* **Directions**:
a: In the article on the Saskatchewan wrongful dismissal appeal, how many hours did Nakihimba work before the company closed for the Christmas break?
b: Pick up the article on the Saskatchewan wrongful dismissal appeal right after its last sentence and keep writing it.

* **Document passage**:
Firing a new hire without a written contract could cost employers far more
When Waboshi Nakihimba completed three shifts at a Saskatchewan commercial kitchen in December 2022, nobody predicted what would follow.
On February 18, 2026, a three-judge panel of the Court of Appeal for Saskatchewan, in reasons written by Justice Keith D. Kilback, dismissed his appeal while confirming that entitlement to statutory notice under employment standards legislation and entitlement to reasonable notice under a contract of employment at common law are distinct rights.
The hire, the holiday, the dismissal
Nakihimba was hired by Madazen Foods Inc. on December 20, 2022, to work in its commercial kitchen. There was no written employment agreement. He completed three shifts totalling 19 hours before the company closed for the Christmas break.
He did not return on January 3, 2023, as scheduled, claiming illness. Diagnosed with a urinary tract infection on January 6, he emailed company principal Darren Zawryucka on the evening of January 14 to explain his absence. On January 16, while Zawryucka was vacationing in Central America, Nakihimba received a dismissal email for failing to attend work.
Nakihimba then filed with the Employment Standards Division and recovered approximately $300 in unpaid wages. A discrimination complaint to the Saskatchewan Human Rights Commission was dismissed. He then sued for wrongful dismissal and other claims, seeking over $490,000 in total.
Two rights, not one: the finding that changes the calculus
The Court of King's Bench had struck the entire claim partly on the basis that Employment Standards had already resolved the matter. Justice Kilback corrected that reasoning directly, finding that the lower court erred in determining the statement of claim was an abuse of process on those grounds.
"Entitlement to statutory notice under employment standards legislation and entitlement to reasonable notice under a contract of employment at common law are distinct rights," he wrote.

* **Recorded information**:
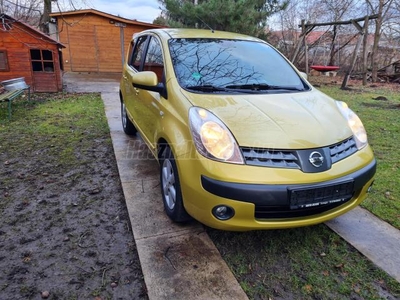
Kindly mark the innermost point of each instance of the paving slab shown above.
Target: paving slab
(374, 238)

---

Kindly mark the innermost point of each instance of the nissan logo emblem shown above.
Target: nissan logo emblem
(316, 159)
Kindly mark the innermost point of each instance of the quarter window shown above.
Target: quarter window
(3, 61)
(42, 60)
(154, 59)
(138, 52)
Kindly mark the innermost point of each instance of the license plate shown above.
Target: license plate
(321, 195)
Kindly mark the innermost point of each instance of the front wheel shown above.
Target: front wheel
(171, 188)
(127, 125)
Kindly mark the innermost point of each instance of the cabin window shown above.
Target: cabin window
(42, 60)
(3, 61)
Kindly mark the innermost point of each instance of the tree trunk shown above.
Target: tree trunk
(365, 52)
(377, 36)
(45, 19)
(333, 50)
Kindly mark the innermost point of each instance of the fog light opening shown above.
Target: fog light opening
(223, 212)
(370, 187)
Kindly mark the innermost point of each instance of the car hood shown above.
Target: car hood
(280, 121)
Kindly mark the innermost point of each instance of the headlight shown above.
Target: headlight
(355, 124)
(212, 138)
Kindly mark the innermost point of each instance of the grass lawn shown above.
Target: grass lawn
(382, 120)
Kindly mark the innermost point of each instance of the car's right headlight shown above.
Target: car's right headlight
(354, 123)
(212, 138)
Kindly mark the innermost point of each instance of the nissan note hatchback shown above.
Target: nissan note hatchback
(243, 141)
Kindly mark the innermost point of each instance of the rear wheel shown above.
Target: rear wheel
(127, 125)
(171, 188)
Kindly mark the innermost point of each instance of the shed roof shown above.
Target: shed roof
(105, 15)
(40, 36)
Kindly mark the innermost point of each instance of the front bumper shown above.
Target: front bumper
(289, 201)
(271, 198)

* **Answers by task**:
a: 19 hours, over three shifts.

b:
Even without statutory notice entitlement under Saskatchewan law (Nakihimba had not met the required 13 consecutive weeks of service), he retained the common law right to pursue pay in lieu of reasonable notice. The Court confirmed there was no evidence that this claim had been determined by Employment Standards.
When the numbers stop making sense
Despite identifying a genuine legal gap, the Court upheld the striking of the claim. Nakihimba sought $400,000 in punitive damages, $75,000 for mental distress, and a range of personal expenses including groceries, bedding, a pawned video game console, and $250 borrowed from his sisters.
The lower court judge, quoted in the appeal decision, was blunt. Referring to the statement of claim's listing of "$400,000 as punitive damages" among 13 items of relief, he wrote: "This is simply absurd. Keep in mind that Mr. Nakihimba worked 19 hours for $16 an hour. His total earnings, leaving aside any right to additional notice, would be $304."
The Court of Appeal agreed the action was vexatious. It found that "as he had framed the action, Mr. Nakihimba was not seeking to enforce a true legal claim for pay in lieu of reasonable notice. Instead, he was seeking damages that bore no relationship to the nature and length of his tenure or the manner and circumstances of his dismissal having regard to the Bardal factors."